(Referring expression data)
══════════
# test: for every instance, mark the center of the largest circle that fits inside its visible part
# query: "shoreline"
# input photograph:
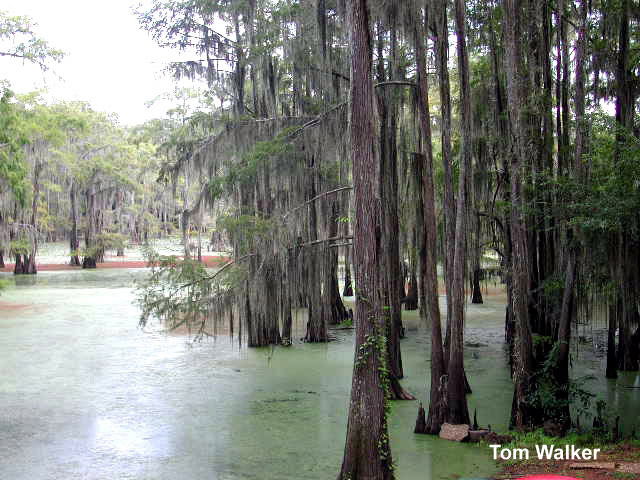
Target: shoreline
(619, 461)
(209, 261)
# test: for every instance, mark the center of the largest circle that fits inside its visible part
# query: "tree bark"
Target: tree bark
(74, 244)
(521, 414)
(438, 393)
(367, 453)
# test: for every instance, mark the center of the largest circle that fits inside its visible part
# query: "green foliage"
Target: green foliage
(18, 40)
(13, 170)
(21, 246)
(181, 292)
(552, 398)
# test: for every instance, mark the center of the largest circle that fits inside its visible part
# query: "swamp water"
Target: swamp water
(86, 394)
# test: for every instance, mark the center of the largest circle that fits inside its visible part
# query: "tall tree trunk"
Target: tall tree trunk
(449, 207)
(367, 453)
(74, 244)
(438, 394)
(456, 392)
(521, 415)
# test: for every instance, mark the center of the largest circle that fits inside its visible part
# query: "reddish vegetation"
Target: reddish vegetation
(208, 261)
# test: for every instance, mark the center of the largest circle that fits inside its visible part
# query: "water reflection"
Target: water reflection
(86, 394)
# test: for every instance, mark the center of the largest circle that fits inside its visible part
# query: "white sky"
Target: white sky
(110, 61)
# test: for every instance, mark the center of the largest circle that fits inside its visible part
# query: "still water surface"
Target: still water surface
(86, 394)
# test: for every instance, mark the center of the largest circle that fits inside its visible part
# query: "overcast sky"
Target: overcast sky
(110, 62)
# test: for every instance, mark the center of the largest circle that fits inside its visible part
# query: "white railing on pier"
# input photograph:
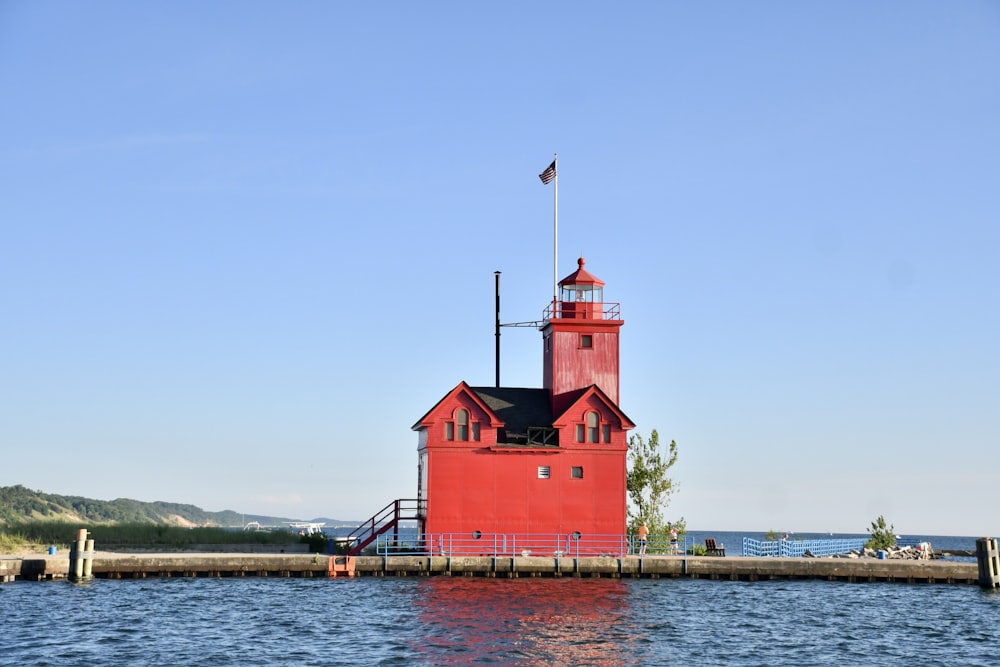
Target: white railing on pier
(572, 545)
(801, 548)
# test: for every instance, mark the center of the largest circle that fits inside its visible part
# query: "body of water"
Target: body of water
(466, 621)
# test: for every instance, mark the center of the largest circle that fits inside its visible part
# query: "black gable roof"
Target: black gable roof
(520, 409)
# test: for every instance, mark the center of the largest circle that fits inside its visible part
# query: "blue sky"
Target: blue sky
(244, 246)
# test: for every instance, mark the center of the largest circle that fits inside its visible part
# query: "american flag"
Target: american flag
(549, 174)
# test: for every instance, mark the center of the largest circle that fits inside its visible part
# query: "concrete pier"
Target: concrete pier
(107, 565)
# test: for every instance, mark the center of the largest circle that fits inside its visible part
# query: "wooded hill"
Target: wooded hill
(19, 505)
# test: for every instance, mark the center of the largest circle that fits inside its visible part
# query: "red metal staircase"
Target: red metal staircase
(384, 520)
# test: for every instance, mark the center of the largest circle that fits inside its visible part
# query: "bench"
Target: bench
(713, 549)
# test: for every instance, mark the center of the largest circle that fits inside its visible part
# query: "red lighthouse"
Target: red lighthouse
(501, 462)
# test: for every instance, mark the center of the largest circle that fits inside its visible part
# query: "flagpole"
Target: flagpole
(555, 236)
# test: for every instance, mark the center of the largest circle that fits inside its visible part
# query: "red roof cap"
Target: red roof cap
(581, 276)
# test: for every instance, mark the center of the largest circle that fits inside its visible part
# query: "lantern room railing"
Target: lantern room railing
(582, 310)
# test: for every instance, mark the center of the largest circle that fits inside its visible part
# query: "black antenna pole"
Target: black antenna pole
(497, 274)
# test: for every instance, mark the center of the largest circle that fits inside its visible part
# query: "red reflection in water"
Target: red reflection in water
(564, 621)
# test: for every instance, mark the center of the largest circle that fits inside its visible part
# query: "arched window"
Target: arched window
(593, 427)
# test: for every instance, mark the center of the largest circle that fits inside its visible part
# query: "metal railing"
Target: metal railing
(387, 518)
(573, 545)
(799, 548)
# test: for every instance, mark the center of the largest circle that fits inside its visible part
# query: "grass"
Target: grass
(23, 535)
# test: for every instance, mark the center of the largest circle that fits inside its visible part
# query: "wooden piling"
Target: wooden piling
(81, 557)
(988, 558)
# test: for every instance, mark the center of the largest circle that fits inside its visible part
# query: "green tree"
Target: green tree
(649, 487)
(883, 535)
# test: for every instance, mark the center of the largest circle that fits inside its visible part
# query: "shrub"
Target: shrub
(883, 536)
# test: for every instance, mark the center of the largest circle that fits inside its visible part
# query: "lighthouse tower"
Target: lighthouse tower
(580, 338)
(496, 464)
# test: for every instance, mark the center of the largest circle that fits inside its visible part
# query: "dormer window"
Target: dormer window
(460, 428)
(592, 430)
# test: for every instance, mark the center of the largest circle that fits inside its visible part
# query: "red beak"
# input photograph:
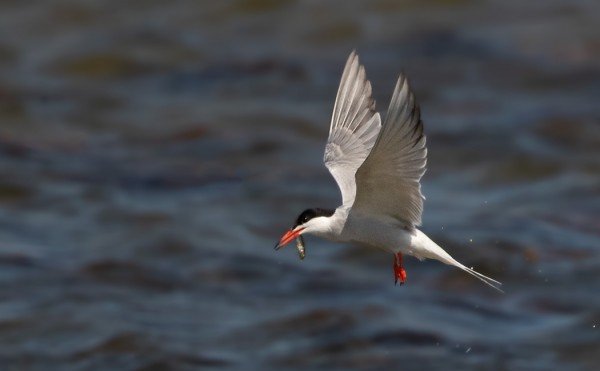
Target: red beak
(288, 237)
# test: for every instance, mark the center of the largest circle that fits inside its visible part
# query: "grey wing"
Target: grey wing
(388, 182)
(354, 128)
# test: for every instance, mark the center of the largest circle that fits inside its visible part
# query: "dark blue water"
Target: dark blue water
(151, 154)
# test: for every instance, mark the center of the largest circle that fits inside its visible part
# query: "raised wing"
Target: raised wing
(354, 128)
(388, 180)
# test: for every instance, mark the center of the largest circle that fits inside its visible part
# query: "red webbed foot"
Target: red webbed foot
(399, 272)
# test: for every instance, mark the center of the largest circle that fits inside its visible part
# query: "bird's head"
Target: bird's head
(309, 221)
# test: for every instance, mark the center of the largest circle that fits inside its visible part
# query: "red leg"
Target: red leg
(399, 271)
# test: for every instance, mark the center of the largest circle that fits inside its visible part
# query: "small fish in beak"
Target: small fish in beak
(300, 247)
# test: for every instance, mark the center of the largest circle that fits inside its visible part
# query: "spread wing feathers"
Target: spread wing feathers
(388, 180)
(354, 128)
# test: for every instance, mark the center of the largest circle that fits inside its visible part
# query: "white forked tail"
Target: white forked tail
(434, 251)
(488, 281)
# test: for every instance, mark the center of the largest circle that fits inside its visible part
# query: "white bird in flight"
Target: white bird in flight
(378, 168)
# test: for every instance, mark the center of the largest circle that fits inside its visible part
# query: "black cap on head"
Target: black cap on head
(308, 214)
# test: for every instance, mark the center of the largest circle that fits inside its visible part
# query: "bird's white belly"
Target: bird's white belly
(388, 235)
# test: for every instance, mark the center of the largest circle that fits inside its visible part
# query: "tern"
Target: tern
(378, 168)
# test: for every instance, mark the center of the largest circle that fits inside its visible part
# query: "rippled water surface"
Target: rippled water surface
(152, 153)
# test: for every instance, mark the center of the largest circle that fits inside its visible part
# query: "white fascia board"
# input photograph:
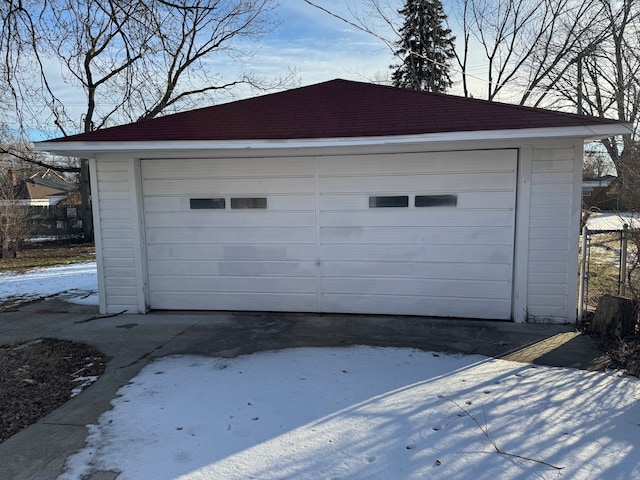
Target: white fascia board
(89, 149)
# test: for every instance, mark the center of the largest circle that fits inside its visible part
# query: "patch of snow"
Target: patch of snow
(365, 413)
(76, 283)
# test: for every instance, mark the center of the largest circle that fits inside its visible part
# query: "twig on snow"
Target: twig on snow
(495, 446)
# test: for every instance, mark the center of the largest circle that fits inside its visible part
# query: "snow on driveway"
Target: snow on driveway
(366, 413)
(75, 283)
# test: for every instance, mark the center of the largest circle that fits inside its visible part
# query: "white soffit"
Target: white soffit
(88, 149)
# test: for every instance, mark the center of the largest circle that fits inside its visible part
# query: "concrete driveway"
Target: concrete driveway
(40, 451)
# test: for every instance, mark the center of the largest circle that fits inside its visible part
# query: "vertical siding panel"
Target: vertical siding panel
(113, 182)
(552, 241)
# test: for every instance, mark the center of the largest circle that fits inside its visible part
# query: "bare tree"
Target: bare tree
(124, 60)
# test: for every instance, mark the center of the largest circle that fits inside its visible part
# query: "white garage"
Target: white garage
(342, 197)
(417, 234)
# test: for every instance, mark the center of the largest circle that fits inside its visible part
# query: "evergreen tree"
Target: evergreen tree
(426, 47)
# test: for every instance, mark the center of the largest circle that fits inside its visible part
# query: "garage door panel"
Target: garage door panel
(417, 235)
(174, 204)
(246, 284)
(399, 305)
(228, 168)
(397, 217)
(213, 235)
(416, 253)
(255, 253)
(465, 200)
(425, 183)
(421, 163)
(235, 301)
(231, 186)
(233, 268)
(418, 270)
(319, 246)
(453, 289)
(236, 218)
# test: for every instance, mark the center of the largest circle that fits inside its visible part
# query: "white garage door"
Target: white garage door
(411, 234)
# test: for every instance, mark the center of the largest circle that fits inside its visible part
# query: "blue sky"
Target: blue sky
(320, 47)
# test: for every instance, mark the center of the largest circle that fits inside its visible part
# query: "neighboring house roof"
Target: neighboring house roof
(41, 188)
(339, 109)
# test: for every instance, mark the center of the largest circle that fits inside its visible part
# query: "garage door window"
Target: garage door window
(207, 203)
(385, 202)
(436, 200)
(253, 202)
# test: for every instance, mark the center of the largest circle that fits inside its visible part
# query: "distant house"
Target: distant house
(51, 199)
(44, 190)
(342, 197)
(600, 193)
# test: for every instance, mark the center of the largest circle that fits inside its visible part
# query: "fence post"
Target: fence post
(583, 274)
(623, 260)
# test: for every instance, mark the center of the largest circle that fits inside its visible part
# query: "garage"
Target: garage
(342, 197)
(417, 234)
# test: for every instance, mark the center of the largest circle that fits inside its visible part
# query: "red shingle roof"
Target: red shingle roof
(338, 109)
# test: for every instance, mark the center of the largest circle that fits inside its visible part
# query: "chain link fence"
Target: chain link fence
(604, 266)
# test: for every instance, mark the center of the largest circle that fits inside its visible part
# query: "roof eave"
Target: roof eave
(90, 149)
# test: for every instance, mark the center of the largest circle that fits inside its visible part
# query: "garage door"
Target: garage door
(411, 234)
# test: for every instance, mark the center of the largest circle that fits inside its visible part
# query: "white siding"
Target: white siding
(552, 234)
(113, 186)
(310, 228)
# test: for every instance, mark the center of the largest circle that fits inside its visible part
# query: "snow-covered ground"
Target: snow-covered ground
(613, 220)
(366, 413)
(76, 283)
(352, 413)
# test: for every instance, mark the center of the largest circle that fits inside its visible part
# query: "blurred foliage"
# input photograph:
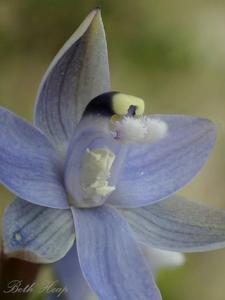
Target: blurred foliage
(170, 53)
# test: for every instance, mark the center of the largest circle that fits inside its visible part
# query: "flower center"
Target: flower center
(139, 130)
(95, 173)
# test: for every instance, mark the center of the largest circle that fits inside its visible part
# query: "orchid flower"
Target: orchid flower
(68, 272)
(95, 169)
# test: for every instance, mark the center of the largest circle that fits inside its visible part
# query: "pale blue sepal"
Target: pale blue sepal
(152, 172)
(110, 259)
(78, 73)
(178, 224)
(37, 234)
(68, 271)
(29, 165)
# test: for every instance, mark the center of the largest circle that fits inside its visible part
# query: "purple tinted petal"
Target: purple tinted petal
(36, 233)
(155, 171)
(178, 224)
(29, 165)
(92, 133)
(78, 73)
(70, 276)
(109, 257)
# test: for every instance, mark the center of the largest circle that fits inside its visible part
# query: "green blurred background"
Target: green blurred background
(171, 53)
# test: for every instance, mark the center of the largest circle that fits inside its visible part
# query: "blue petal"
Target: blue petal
(69, 273)
(109, 257)
(29, 165)
(37, 234)
(178, 224)
(92, 132)
(78, 73)
(155, 171)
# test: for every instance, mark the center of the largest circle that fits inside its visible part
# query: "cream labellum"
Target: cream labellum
(95, 173)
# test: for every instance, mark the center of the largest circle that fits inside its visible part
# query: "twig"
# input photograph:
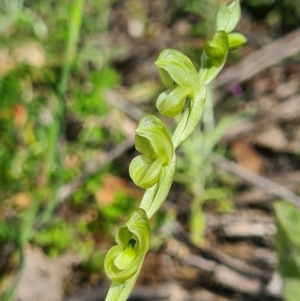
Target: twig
(257, 180)
(261, 59)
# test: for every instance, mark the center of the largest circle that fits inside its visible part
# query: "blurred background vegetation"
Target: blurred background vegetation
(57, 61)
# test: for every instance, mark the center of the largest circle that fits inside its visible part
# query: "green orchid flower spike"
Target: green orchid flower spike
(123, 261)
(154, 142)
(154, 168)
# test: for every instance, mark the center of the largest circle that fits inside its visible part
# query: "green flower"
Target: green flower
(154, 142)
(133, 241)
(217, 48)
(181, 77)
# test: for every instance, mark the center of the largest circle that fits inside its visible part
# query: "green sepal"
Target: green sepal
(152, 139)
(228, 16)
(217, 48)
(171, 102)
(121, 264)
(236, 40)
(145, 172)
(175, 67)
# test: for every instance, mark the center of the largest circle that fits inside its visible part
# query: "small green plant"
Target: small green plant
(154, 169)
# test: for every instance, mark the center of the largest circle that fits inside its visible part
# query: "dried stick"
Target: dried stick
(257, 180)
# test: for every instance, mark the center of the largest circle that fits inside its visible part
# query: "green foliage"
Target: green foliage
(154, 169)
(55, 238)
(288, 248)
(92, 102)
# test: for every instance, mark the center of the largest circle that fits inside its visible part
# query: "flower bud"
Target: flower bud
(133, 241)
(228, 16)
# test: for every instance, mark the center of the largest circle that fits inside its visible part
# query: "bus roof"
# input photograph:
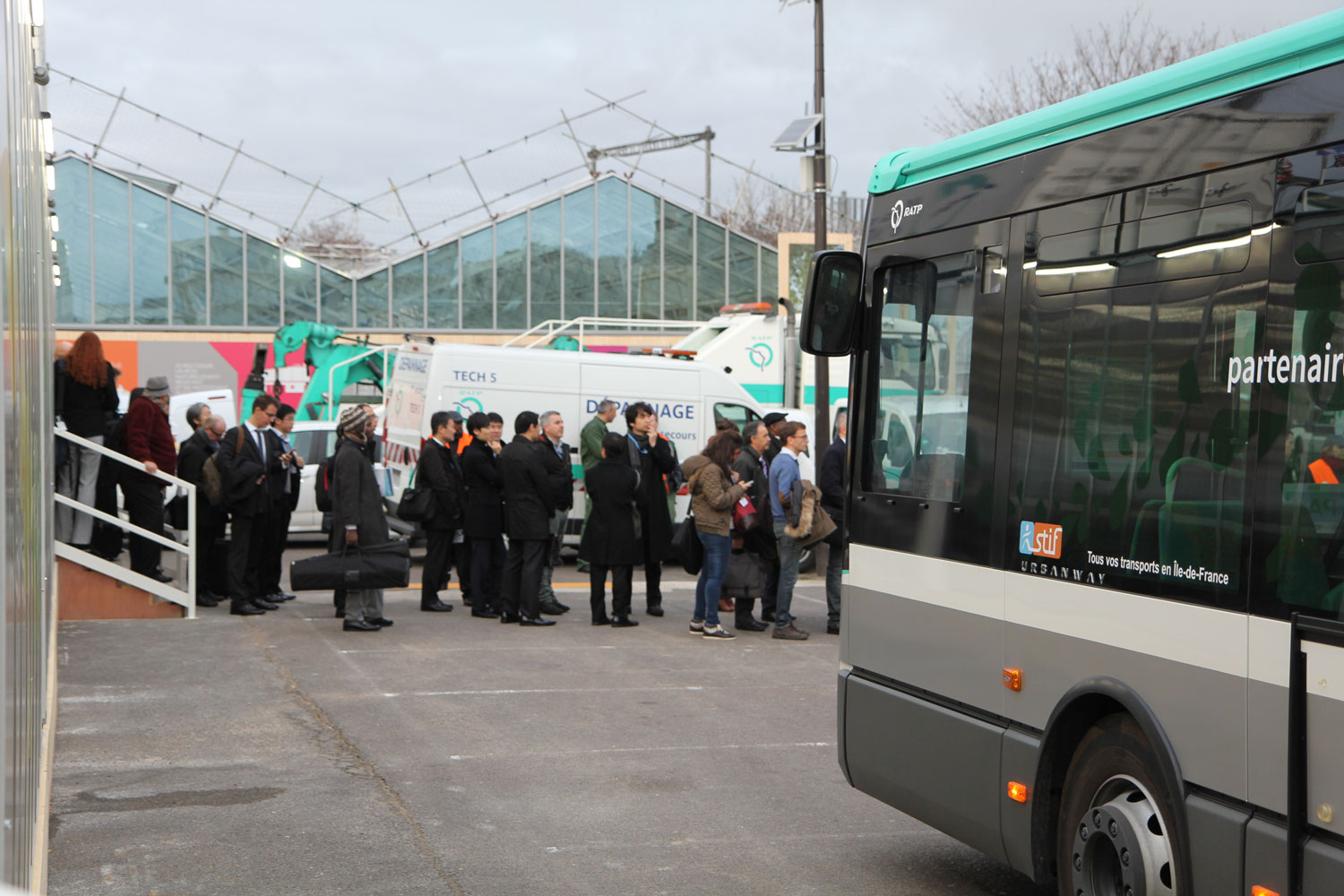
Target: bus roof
(1279, 54)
══════════
Exercise aim:
Please output only the lines running from the one that holds "Target: flower bud" through the last line of the entries, both ends included, without any images.

Exercise result:
Target: flower bud
(133, 241)
(228, 16)
# test: for every instance, mark the center of the largest circle that fits inside its visible part
# query: "bus roof"
# input photograph:
Target: bus roof
(1279, 54)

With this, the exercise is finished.